■ **INSTRUCTION**:
Set out every line of the records below as a Markdown table, skipping blank lines. Use a "Row" column for the row number and a "Line" column for the line itself.
# # #
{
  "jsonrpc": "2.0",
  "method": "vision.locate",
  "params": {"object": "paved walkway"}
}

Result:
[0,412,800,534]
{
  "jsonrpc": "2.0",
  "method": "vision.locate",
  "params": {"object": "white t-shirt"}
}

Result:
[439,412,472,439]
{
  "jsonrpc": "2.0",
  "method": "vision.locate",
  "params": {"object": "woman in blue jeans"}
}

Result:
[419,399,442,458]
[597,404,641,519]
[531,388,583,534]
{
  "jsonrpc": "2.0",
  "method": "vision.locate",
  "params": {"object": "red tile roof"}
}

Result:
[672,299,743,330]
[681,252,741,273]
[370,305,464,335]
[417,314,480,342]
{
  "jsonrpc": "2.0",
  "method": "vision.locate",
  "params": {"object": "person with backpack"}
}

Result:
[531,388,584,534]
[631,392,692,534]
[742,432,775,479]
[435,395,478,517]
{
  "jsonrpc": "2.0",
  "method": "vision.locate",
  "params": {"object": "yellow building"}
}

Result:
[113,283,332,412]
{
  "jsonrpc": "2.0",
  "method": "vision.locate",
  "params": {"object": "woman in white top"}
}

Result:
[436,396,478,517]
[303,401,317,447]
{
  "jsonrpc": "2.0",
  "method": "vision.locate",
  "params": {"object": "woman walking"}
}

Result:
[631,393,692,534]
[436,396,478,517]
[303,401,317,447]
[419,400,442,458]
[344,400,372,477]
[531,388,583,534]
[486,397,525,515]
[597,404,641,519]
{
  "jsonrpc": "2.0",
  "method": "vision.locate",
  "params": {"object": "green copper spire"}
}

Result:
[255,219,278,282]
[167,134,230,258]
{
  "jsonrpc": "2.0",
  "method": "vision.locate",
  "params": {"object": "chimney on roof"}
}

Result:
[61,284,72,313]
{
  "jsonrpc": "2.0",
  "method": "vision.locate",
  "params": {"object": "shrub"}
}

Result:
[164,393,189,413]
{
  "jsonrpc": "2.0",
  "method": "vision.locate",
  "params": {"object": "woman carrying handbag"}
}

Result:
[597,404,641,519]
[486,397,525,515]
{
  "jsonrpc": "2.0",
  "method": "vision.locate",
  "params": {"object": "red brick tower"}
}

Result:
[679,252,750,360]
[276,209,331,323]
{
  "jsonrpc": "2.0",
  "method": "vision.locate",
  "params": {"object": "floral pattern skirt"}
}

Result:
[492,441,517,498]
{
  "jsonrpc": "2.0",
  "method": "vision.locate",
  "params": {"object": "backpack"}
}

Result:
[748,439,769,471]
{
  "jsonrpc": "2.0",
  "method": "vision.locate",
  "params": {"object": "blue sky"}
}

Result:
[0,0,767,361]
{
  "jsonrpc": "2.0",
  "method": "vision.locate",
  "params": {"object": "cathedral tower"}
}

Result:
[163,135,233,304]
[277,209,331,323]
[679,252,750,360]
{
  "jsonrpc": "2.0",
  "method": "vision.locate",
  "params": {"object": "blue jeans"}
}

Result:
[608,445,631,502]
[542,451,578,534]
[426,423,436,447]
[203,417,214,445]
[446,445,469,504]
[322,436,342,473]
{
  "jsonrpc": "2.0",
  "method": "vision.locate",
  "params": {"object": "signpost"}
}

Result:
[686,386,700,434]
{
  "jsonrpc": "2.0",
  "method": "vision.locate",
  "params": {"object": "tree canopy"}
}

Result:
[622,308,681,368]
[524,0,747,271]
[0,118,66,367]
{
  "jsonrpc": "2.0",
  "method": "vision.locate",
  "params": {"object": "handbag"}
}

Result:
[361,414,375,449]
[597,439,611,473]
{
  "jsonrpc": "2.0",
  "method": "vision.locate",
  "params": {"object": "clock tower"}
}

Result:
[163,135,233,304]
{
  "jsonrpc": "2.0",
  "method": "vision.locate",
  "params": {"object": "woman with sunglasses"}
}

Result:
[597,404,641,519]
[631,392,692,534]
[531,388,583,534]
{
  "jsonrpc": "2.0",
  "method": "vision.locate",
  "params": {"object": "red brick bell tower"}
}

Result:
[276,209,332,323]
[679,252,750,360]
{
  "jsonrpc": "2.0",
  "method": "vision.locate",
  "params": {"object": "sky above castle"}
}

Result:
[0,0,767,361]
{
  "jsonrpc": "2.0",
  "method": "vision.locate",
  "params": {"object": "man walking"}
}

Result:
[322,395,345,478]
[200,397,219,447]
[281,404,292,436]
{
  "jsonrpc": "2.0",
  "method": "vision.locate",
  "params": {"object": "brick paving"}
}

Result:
# # #
■ **WRITTEN SOLUTION**:
| Row | Line |
|---|---|
| 1 | { |
| 2 |   "jsonrpc": "2.0", |
| 3 |   "method": "vision.locate", |
| 4 |   "params": {"object": "paved walkway"} |
| 5 | } |
| 6 | Result: |
| 7 | [0,412,800,534] |
| 8 | { |
| 9 |   "jsonrpc": "2.0", |
| 10 |   "method": "vision.locate", |
| 11 |   "params": {"object": "white t-shirt"} |
| 12 | } |
| 13 | Result: |
| 14 | [439,412,472,439] |
| 15 | { |
| 16 |   "jsonrpc": "2.0", |
| 17 |   "method": "vision.locate", |
| 18 |   "params": {"object": "woman in blue jeans"} |
| 19 | } |
| 20 | Result: |
| 21 | [419,399,442,458] |
| 22 | [597,404,641,519] |
| 23 | [531,388,583,534] |
| 24 | { |
| 25 |   "jsonrpc": "2.0", |
| 26 |   "method": "vision.locate", |
| 27 |   "params": {"object": "red tile roof"} |
| 28 | } |
| 29 | Result: |
| 30 | [672,299,743,330] |
| 31 | [681,252,741,273] |
| 32 | [370,305,464,335] |
| 33 | [417,314,480,342] |
| 34 | { |
| 35 |   "jsonrpc": "2.0", |
| 36 |   "method": "vision.locate", |
| 37 |   "params": {"object": "person with backpack"} |
| 38 | } |
| 39 | Result: |
| 40 | [531,388,584,534] |
| 41 | [631,392,692,534] |
| 42 | [742,432,775,479] |
| 43 | [435,395,478,517] |
| 44 | { |
| 45 |   "jsonrpc": "2.0", |
| 46 |   "method": "vision.locate", |
| 47 |   "params": {"object": "yellow building"} |
| 48 | } |
| 49 | Result: |
| 50 | [113,283,332,412] |
| 51 | { |
| 52 |   "jsonrpc": "2.0", |
| 53 |   "method": "vision.locate", |
| 54 |   "params": {"object": "woman in white top"} |
| 55 | } |
| 56 | Result: |
| 57 | [436,396,478,517] |
| 58 | [303,401,317,447] |
| 59 | { |
| 60 |   "jsonrpc": "2.0", |
| 61 |   "method": "vision.locate", |
| 62 |   "params": {"object": "woman walking"} |
| 63 | } |
| 64 | Result: |
| 65 | [631,393,692,534] |
| 66 | [436,396,478,517] |
| 67 | [303,401,317,447] |
| 68 | [419,400,442,458] |
| 69 | [344,400,372,477] |
| 70 | [531,388,583,534] |
| 71 | [486,397,525,515] |
| 72 | [597,404,641,519] |
| 73 | { |
| 74 |   "jsonrpc": "2.0", |
| 75 |   "method": "vision.locate", |
| 76 |   "params": {"object": "green copper spire"} |
| 77 | } |
| 78 | Result: |
| 79 | [255,219,278,282] |
| 80 | [167,134,230,258] |
| 81 | { |
| 82 |   "jsonrpc": "2.0", |
| 83 |   "method": "vision.locate", |
| 84 |   "params": {"object": "chimney on roof"} |
| 85 | } |
| 86 | Result: |
| 87 | [61,284,72,313] |
| 88 | { |
| 89 |   "jsonrpc": "2.0", |
| 90 |   "method": "vision.locate", |
| 91 |   "params": {"object": "shrub"} |
| 92 | } |
| 93 | Result: |
| 94 | [164,393,189,413] |
| 95 | { |
| 96 |   "jsonrpc": "2.0", |
| 97 |   "method": "vision.locate", |
| 98 |   "params": {"object": "woman carrying handbag"} |
| 99 | } |
| 100 | Result: |
| 101 | [597,404,641,519] |
| 102 | [486,397,525,515] |
| 103 | { |
| 104 |   "jsonrpc": "2.0", |
| 105 |   "method": "vision.locate", |
| 106 |   "params": {"object": "red brick tower"} |
| 107 | } |
| 108 | Result: |
| 109 | [679,252,750,360] |
| 110 | [276,209,331,323] |
| 111 | { |
| 112 |   "jsonrpc": "2.0", |
| 113 |   "method": "vision.locate", |
| 114 |   "params": {"object": "floral pattern skirt"} |
| 115 | } |
| 116 | Result: |
| 117 | [492,441,517,498] |
| 118 | { |
| 119 |   "jsonrpc": "2.0", |
| 120 |   "method": "vision.locate", |
| 121 |   "params": {"object": "backpack"} |
| 122 | } |
| 123 | Result: |
| 124 | [748,439,769,471] |
| 125 | { |
| 126 |   "jsonrpc": "2.0", |
| 127 |   "method": "vision.locate", |
| 128 |   "params": {"object": "blue sky"} |
| 129 | } |
| 130 | Result: |
| 131 | [0,0,767,361] |
| 132 | { |
| 133 |   "jsonrpc": "2.0", |
| 134 |   "method": "vision.locate", |
| 135 |   "params": {"object": "cathedral tower"} |
| 136 | } |
| 137 | Result: |
| 138 | [163,135,233,304] |
| 139 | [277,209,331,323] |
| 140 | [679,252,750,360] |
| 141 | { |
| 142 |   "jsonrpc": "2.0", |
| 143 |   "method": "vision.locate", |
| 144 |   "params": {"object": "blue jeans"} |
| 145 | } |
| 146 | Result: |
| 147 | [608,445,631,502] |
| 148 | [542,451,578,534] |
| 149 | [426,423,436,447] |
| 150 | [203,417,214,445] |
| 151 | [446,445,469,504] |
| 152 | [322,436,342,473] |
| 153 | { |
| 154 |   "jsonrpc": "2.0", |
| 155 |   "method": "vision.locate", |
| 156 |   "params": {"object": "signpost"} |
| 157 | } |
| 158 | Result: |
| 159 | [686,386,700,434] |
| 160 | { |
| 161 |   "jsonrpc": "2.0", |
| 162 |   "method": "vision.locate", |
| 163 |   "params": {"object": "tree canopy"} |
| 164 | } |
| 165 | Result: |
| 166 | [622,308,681,368] |
| 167 | [524,0,747,271] |
| 168 | [0,118,66,367] |
| 169 | { |
| 170 |   "jsonrpc": "2.0", |
| 171 |   "method": "vision.locate", |
| 172 |   "params": {"object": "handbag"} |
| 173 | } |
| 174 | Result: |
| 175 | [361,414,375,449] |
| 176 | [597,439,611,473] |
| 177 | { |
| 178 |   "jsonrpc": "2.0", |
| 179 |   "method": "vision.locate", |
| 180 |   "params": {"object": "clock tower"} |
| 181 | } |
| 182 | Result: |
| 183 | [163,135,233,304] |
| 184 | { |
| 185 |   "jsonrpc": "2.0", |
| 186 |   "method": "vision.locate", |
| 187 |   "params": {"object": "woman with sunglasses"} |
| 188 | } |
| 189 | Result: |
| 190 | [597,404,641,519] |
| 191 | [631,392,692,534] |
| 192 | [531,388,583,534] |
| 193 | { |
| 194 |   "jsonrpc": "2.0", |
| 195 |   "method": "vision.locate", |
| 196 |   "params": {"object": "red brick bell tower"} |
| 197 | } |
| 198 | Result: |
| 199 | [276,209,332,323] |
| 200 | [679,252,750,360] |
| 201 | { |
| 202 |   "jsonrpc": "2.0", |
| 203 |   "method": "vision.locate", |
| 204 |   "params": {"object": "sky above castle"} |
| 205 | } |
| 206 | Result: |
| 207 | [0,0,767,361] |
| 208 | { |
| 209 |   "jsonrpc": "2.0", |
| 210 |   "method": "vision.locate", |
| 211 |   "params": {"object": "man walking"} |
| 212 | } |
| 213 | Result: |
| 214 | [322,395,345,478] |
| 215 | [200,397,219,447] |
| 216 | [281,404,292,436] |
| 217 | { |
| 218 |   "jsonrpc": "2.0", |
| 219 |   "method": "vision.locate", |
| 220 |   "params": {"object": "brick paving"} |
| 221 | } |
| 222 | Result: |